[Extracted records — start]

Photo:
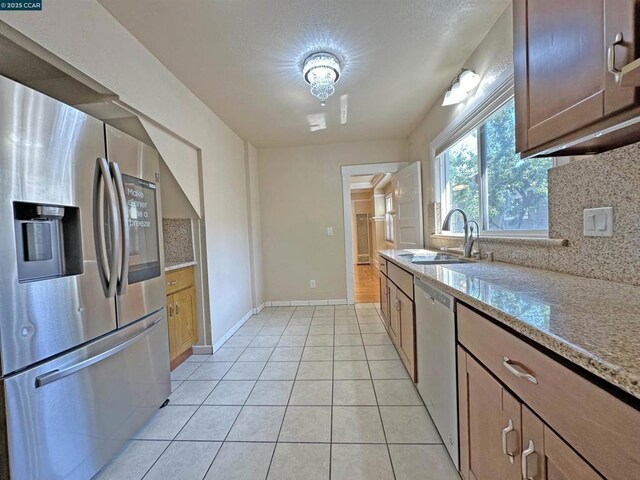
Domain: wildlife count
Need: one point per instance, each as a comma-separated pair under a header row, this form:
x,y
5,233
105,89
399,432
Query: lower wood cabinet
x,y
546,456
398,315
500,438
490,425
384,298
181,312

[Extracted records — finish]
[Extracted records — start]

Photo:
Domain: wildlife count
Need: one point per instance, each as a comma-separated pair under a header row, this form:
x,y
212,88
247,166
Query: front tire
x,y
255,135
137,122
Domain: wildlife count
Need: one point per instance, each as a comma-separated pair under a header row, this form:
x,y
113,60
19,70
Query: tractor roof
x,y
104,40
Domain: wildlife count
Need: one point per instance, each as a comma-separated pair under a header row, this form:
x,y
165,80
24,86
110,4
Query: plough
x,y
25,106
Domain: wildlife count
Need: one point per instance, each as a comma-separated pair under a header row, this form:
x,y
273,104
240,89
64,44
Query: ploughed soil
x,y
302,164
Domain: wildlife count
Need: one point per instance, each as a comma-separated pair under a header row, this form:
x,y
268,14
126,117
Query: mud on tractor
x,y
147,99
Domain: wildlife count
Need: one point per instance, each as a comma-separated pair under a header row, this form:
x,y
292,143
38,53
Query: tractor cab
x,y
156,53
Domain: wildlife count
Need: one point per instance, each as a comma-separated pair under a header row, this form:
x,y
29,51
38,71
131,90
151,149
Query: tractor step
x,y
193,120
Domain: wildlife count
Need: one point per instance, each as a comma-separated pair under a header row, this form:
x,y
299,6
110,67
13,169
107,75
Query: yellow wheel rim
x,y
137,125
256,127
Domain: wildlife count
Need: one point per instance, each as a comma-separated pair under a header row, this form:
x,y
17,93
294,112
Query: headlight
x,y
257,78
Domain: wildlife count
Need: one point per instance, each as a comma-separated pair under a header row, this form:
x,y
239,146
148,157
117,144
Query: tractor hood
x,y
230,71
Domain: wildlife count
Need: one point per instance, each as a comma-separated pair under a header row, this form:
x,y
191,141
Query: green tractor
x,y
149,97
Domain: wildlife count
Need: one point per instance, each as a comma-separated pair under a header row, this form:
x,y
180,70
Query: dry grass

[Extracted records — finish]

■ Work instructions ■
Transcribe, exactly and without additions, the lines of the records above, beginning with the line that contains "Query: green tractor" and ending with the line that contains "Query: dry grass", both included.

■ Exercise response ■
Query: green tractor
x,y
149,97
Domain: wildlife count
Need: one point per instance, each as a comma-separated pair under a header row, this form:
x,y
180,70
Query: dry grass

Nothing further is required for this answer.